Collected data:
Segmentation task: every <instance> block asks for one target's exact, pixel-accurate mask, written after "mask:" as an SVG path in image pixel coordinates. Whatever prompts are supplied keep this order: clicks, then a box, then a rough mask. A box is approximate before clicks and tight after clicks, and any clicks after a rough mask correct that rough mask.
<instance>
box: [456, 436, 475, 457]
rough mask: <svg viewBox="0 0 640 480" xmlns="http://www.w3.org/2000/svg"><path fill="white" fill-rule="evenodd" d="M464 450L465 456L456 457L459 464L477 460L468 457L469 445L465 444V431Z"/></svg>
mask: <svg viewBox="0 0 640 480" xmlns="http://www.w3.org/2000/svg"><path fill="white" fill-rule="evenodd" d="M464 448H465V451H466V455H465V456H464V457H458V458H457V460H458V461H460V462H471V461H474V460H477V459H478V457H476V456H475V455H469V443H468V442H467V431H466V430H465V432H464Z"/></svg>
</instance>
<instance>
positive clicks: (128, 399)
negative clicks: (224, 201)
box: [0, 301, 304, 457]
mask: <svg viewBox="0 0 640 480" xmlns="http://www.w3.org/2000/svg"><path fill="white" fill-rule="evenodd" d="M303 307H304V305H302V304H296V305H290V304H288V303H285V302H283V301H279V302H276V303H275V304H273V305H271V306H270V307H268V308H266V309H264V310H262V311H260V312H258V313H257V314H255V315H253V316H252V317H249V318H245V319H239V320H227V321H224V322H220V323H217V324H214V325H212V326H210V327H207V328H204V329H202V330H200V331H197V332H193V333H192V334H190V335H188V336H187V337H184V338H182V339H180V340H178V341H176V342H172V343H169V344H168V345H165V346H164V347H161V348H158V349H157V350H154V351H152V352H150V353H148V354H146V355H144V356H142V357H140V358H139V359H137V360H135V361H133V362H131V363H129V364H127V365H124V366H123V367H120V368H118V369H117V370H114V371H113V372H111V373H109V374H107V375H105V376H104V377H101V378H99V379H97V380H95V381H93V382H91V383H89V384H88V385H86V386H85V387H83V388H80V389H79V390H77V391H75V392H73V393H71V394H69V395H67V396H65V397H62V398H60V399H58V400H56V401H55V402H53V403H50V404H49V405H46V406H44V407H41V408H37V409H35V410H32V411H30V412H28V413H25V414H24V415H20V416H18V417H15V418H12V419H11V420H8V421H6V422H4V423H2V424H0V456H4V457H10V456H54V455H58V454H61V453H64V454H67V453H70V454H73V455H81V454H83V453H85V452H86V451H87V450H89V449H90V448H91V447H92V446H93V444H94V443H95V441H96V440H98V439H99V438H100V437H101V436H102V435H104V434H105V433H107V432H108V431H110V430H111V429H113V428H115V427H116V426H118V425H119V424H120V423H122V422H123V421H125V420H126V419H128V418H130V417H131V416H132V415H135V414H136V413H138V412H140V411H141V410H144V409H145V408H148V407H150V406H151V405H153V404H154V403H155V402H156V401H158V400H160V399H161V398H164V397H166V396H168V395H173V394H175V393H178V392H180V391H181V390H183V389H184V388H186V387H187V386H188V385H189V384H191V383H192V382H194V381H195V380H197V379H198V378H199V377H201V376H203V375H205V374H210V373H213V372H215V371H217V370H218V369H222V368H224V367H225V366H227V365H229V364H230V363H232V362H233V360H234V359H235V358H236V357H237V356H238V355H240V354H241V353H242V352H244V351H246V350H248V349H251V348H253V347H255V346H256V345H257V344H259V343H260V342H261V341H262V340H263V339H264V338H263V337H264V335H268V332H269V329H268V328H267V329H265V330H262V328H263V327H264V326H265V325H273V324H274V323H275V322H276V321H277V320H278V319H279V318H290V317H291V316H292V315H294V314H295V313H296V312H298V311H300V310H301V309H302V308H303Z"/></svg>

PROBLEM DETAILS: Find the line with "</instance>" in the entries above. Retype it and each line after it, exactly, through the line with "negative clicks: (224, 201)", and stop there.

EXPECTED OUTPUT:
</instance>
<instance>
positive clicks: (128, 399)
negative clicks: (224, 201)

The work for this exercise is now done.